(What is expected):
Retype every one of the entries below word for word, changing nothing.

Location identification entries:
_ _ _ _ _ _ _
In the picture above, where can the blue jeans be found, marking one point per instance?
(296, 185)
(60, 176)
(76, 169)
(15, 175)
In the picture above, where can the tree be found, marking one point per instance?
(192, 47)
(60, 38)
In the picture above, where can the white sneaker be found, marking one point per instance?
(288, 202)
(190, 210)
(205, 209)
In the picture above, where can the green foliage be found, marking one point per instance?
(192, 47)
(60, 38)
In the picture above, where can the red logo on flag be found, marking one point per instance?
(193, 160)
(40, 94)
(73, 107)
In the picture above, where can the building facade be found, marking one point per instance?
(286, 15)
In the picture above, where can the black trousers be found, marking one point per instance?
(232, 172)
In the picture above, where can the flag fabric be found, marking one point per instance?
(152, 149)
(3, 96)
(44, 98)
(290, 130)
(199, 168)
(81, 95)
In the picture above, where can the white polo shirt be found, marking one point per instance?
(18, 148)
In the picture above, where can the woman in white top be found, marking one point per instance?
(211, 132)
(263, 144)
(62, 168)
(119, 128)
_ _ _ _ _ _ _
(Answer):
In the picture above, where can the blue jeans be found, marking one point per instance?
(296, 185)
(60, 176)
(76, 169)
(15, 175)
In the picture above, where can the tree be found, marking one point per instance?
(192, 47)
(60, 38)
In the picture above, where can the white sneaker be found, marking one point per instance?
(288, 202)
(190, 210)
(205, 209)
In the picture above, where can the green foliage be found, marking one point per instance?
(192, 47)
(60, 38)
In the picture above, where can the red logo on flag be found, marking one point per instance?
(193, 160)
(40, 94)
(73, 107)
In the picture above, where can the building facade be found, marking one point per instance?
(286, 15)
In the picture above, where can the black trousers be found, marking one point per instance?
(232, 172)
In the picture above, where can the flag fabric be found, marking one point per instance?
(152, 149)
(3, 96)
(44, 98)
(290, 130)
(199, 168)
(81, 95)
In the picture above, where can the white polo shirt be found, marking one point per instance?
(18, 148)
In the picture above, where can the woman in white top be found, marking one point per instance?
(211, 132)
(263, 144)
(62, 168)
(119, 128)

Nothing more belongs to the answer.